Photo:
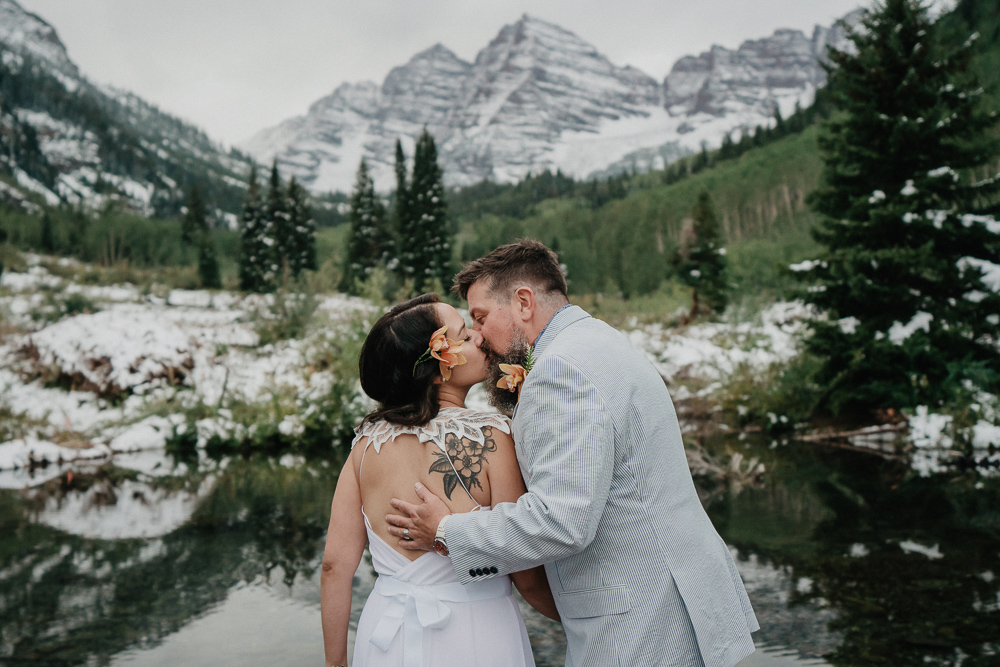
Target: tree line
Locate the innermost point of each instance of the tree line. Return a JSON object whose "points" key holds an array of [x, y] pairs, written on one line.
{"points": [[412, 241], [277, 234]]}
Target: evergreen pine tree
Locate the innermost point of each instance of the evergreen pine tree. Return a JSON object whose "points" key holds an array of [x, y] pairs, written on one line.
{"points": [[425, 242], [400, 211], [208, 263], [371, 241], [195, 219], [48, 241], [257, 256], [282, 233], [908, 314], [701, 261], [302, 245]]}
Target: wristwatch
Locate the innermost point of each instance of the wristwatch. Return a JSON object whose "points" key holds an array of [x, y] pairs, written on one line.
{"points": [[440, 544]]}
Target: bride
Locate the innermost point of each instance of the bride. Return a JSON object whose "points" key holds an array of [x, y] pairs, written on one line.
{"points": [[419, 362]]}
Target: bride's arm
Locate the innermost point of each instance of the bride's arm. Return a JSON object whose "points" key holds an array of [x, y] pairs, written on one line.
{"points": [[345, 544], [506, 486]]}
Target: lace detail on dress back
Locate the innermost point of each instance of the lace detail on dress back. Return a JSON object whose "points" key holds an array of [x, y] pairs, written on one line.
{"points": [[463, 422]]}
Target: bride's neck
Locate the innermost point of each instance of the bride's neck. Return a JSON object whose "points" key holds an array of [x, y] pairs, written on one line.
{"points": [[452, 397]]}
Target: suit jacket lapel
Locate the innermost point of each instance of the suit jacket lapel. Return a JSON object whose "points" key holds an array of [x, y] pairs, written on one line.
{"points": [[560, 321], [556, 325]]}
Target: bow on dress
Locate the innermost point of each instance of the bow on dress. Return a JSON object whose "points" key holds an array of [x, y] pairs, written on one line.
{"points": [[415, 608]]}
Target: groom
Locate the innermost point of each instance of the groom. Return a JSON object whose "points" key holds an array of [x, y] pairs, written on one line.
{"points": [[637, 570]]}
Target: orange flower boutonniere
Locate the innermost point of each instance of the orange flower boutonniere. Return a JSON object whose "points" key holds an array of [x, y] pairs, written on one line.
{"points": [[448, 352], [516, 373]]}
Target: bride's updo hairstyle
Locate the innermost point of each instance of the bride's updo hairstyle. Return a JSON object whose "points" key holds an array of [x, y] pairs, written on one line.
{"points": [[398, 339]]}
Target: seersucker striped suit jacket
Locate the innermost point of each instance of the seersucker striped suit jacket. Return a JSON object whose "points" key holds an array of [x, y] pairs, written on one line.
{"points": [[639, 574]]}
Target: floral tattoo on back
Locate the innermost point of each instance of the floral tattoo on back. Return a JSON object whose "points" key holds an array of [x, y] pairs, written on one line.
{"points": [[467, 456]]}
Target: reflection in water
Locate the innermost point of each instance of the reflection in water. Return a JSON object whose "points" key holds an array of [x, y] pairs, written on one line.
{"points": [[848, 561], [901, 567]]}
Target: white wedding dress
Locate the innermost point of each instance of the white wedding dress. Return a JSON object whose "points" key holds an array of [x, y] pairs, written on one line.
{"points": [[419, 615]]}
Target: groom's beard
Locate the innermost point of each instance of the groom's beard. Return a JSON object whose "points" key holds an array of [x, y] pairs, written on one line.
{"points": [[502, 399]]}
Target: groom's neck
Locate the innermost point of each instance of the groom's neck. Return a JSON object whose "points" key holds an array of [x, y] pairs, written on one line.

Task brief
Output all of the data exactly as it stands, minus any images.

Task output
Photo:
Target: tree line
Locate the innermost point of each instance of the tree line. Return a JSON object whose "points" key holds an array of [x, y] pairs, written on one line.
{"points": [[412, 241], [277, 234]]}
Target: evergreen pine tree
Locate the innermost point of each instance of the evergreen pine tree. Return a JSON object whose "points" key holds an array of [x, y] pairs, written on one line.
{"points": [[425, 242], [400, 211], [208, 263], [371, 241], [195, 219], [48, 241], [257, 256], [282, 233], [908, 314], [701, 261], [302, 245]]}
Target: wristwatch
Locate the innermost point of each instance of the wristwatch. Return a JSON object whose "points" key holds an array of [x, y] pairs, written on one line.
{"points": [[440, 544]]}
Target: bride
Locate the innermost point of each instance of the bride. Return a JSON object whose "points" key holds an array of [x, y] pairs, written on one line.
{"points": [[419, 362]]}
Target: bride's arm
Locate the innermost point of each instance of the bride's arm. Return a JSON object whose "points" key holds an array of [x, y] pairs, written on one line.
{"points": [[345, 544], [506, 486]]}
Target: lace detail on dress back
Locate the innermost point of each instance of the lace detail on dress back. Return a JSON object whose "points" key holds an array of [x, y] pairs, written on one line.
{"points": [[463, 422]]}
Target: bride's neck
Locate the innermost point of each instance of the bride's neck. Return a JSON object whose "points" key holds an array of [x, y] pairs, written on one line.
{"points": [[452, 397]]}
Target: suit jacket lapel
Locate the innermost point of each instance of the suit jacket lapel. Return a JSON object whose "points" key holds an array of [x, y] pairs, written on one line.
{"points": [[560, 321], [556, 325]]}
Target: bow on dress
Locate the innermost point of each instance of the bow on dress. Return a JSON object whose "points" key holds an array of [x, y] pairs, written on one line.
{"points": [[415, 608]]}
Target: groom
Locate the innermost point of each instance of the groom. Return a JSON object whose "points" key holds an array of [x, y] pairs, written on one line.
{"points": [[637, 570]]}
Target: orange flower boutonniere
Locate the innermost point of each instance of the orange flower boutonniere. Return a JSON object whose "points" key holds an array of [x, y] pairs, written on one line.
{"points": [[448, 352], [516, 373]]}
Target: bride's updo hairstyle
Locate the innermost point of each instance of the bride's updo hairstyle. Return a JSON object whose "points" key holds an array of [x, y] pairs, written on one line.
{"points": [[398, 339]]}
Target: seersucker striped suit jacket
Locate the innermost point of each instance of the seersucker striped suit jacket. Return a JSON object whose "points" key holds an array of [x, y] pairs, written on one line.
{"points": [[639, 574]]}
Target: floral tattoo on back
Locate the innermost point of each instance of the floral tattoo on back. Return a JSON object whose "points" key holds an array of [x, y] pairs, written on one line.
{"points": [[467, 456]]}
Target: reflection in water
Locate the innermost point of each instance of the reflection in water. Return a JSON object whose "points" key holds an array of [x, y] pairs, written on one line.
{"points": [[848, 561], [901, 567]]}
Target: white wedding dress
Locate the innermost point of each instance of the white wedding dress. Return a JSON object whose "points" key holds an array of [x, y] pairs, written on one line.
{"points": [[419, 615]]}
Target: groom's beard
Locate the innermost point of each instance of the groom's beard. Return a JSON object whose "points" key holds an array of [x, y] pairs, written on one line.
{"points": [[502, 399]]}
Target: groom's neck
Locate the innermost point of each instance of the groom's neck. Return a JSON object whose "points" key holds an array of [x, y] pairs, written on one line.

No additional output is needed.